Rewrite every line of the items below as a Markdown table with two columns, Row and Text. Number each row, skip the blank lines, and leave the pictures out of the answer.

## begin

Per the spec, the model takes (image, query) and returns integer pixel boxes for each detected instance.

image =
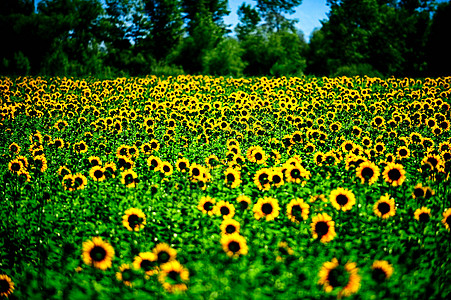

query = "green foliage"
[0,0,451,77]
[0,74,451,299]
[332,64,382,78]
[202,38,246,77]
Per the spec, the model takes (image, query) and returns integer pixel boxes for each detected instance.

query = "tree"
[235,3,261,40]
[426,2,451,76]
[256,0,302,31]
[144,0,183,60]
[175,0,229,73]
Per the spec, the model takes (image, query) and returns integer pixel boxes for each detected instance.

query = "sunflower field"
[0,75,451,299]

## end

> _Written solution_
| Row | Text |
|---|---|
| 1 | Per the spec, the model takes (image, query) and returns integer pixel boxes for each detected instance. |
| 2 | image = |
| 3 | query = "green foliage" |
| 4 | [0,0,451,77] |
| 5 | [0,74,451,299] |
| 6 | [332,64,382,78] |
| 7 | [202,38,246,77] |
| 8 | Per the spec, the model takes (image, query) and returns integer pixel boxes for each detected instance. |
| 9 | query = "tree" |
| 10 | [235,3,261,40] |
| 11 | [426,2,451,76] |
| 12 | [256,0,302,31] |
| 13 | [144,0,183,60] |
| 14 | [175,0,229,73] |
| 15 | Per the spec, the model takes (image, query) and returns integer pixel boxes for each detected instance. |
| 16 | query = "sunflower field" |
| 17 | [0,75,451,299] |